▶ [TEXT BLOCK]

=====

SPAN 203. Intermediate Spanish 1. 3 Hours.

PR: SPAN 102 or score of S3 on placement exam. Continuation of SPAN 102.

SPAN 204. Intermediate Spanish 2. 3 Hours.

PR: SPAN 203 or score of S4 on placement exam. Foundation for advanced study of Spanish. Emphasis on oral and written communication.

SPAN 293A-Z. Special Topics. 1-6 Hours.

PR: Consent. Investigation of topics not covered in regularly scheduled courses.

SPAN 298A. Honors. 1-3 Hours.

PR: Student in Honors Program and consent by the honors director. Independent reading, study, or research.

SPAN 310. Spanish for Heritage Speakers. 3 Hours.

Grammar, reading, writing, and culture for heritage speakers of Spanish with little or no formal education in Spanish language.

SPAN 311. Readings in Spanish. 3 Hours.

PR: SPAN 200 or SPAN 204 or a satisfactory score on the Spanish placement test. Major emphasis on improving reading skills in Spanish through comprehension exercises, discussion, and written analyses. Grammar review when appropriate.

SPAN 312. Writing in the Hispanic World. 3 Hours.

=====

▶ [ROWS]
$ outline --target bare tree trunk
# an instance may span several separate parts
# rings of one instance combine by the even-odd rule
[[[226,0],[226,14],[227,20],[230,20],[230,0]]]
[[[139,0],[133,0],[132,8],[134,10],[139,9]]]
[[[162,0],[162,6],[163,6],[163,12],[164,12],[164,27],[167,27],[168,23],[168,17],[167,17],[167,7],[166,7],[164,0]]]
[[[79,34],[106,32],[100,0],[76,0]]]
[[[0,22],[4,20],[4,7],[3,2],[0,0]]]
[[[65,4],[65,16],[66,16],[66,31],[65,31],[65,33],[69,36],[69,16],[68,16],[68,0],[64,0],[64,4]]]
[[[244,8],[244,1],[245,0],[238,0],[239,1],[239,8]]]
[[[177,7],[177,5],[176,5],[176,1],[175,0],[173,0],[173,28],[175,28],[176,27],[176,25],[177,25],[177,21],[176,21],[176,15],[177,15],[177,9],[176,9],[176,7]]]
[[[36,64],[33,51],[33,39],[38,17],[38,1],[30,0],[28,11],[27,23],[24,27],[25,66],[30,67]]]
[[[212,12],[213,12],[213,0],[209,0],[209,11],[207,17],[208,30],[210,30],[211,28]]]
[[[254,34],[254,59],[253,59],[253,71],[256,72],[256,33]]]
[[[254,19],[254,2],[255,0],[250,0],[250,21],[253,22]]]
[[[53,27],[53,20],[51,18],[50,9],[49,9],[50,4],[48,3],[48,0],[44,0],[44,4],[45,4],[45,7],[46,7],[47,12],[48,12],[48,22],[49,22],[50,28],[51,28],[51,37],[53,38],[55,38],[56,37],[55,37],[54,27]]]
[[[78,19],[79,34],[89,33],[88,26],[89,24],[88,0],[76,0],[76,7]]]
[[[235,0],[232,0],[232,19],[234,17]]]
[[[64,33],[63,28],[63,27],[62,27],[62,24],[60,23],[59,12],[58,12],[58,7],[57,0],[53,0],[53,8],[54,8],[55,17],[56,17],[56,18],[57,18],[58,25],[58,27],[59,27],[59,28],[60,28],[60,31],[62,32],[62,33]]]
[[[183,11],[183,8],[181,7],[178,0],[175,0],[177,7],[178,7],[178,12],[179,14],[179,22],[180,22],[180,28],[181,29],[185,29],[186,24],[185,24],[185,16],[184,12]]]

=====

▶ [TASKS TO COMPLETE]
a) Extract, word for word, the stretch of the Spanish course listings from "PR: Consent. Investigation" through "study, or research.".
b) Answer these questions using the Spanish course listings:
(i) What placement exam score qualifies a student for SPAN 204?
(ii) How many credit hours is SPAN 298A worth?
(iii) Besides SPAN 204, which course satisfies the prerequisite for SPAN 311?
c) Proceed with the Spanish course listings, picking up right after the final line shown.

▶ [ANSWERS BY TASK]
a)
PR: Consent. Investigation of topics not covered in regularly scheduled courses.

SPAN 298A. Honors. 1-3 Hours.

PR: Student in Honors Program and consent by the honors director. Independent reading, study, or research.

b)
(i) S4
(ii) 1-3 hours
(iii) SPAN 200

c)
PR: SPAN 200 or SPAN 204 or a satisfactory score on the Spanish placement test. Major emphasis on improving writing skills in Spanish such as description, narration and argumentation through exposure to different types of cultural texts.

SPAN 313. Spanish Through Media. 3 Hours.

PR: SPAN 310 or SPAN 311 or SPAN 312. Explores Spanish language and Hispanic cultures through audio-visual materials.

SPAN 314. Spanish Conversation. 3 Hours.

PR: SPAN 311 or SPAN 312 or SPAN 313. Conversational skills are emphasized through class discussions and oral reports. Students cannot receive credit for both this course and SPAN 310.

SPAN 330. Latin American Culture. 3 Hours.

PR: Two courses from SPAN 310, SPAN 311, SPAN 312, SPAN 313, SPAN 314. Survey of Latin American Civilization and culture from Pre-Columbian period to the present.

SPAN 331. Early Spanish American Literature. 3 Hours.

PR: SPAN 304. Readings in Spanish American literature from the colonial period to Modernism.

SPAN 332. Modern Spanish American Literature. 3 Hours.

PR: SPAN 304. Readings in Spanish American literature from Modernism to the present.

SPAN 333. Spanish American Literature. 3 Hours.

PR: Two 300- level SPAN courses. Readings in Spanish American literature from the colonial period to the present.

SPAN 334. Seminar in Spanish American Literature. 3 Hours.

PR: Two courses from SPAN 310, SPAN 311, SPAN 312, SPAN 313, SPAN 314. In-depth study of key words of the Spanish American literary canon.

SPAN 335. Seminar in Spanish-American Culture. 3 Hours.

PR: 2 courses from SPAN 310, SPAN 311, SPAN 312, SPAN 313, SPAN 314. Examination of media, film, dance, music, visual arts, food, or other non-literary cultural production of Spanish America.

SPAN 340. Culture of Spain. 3 Hours.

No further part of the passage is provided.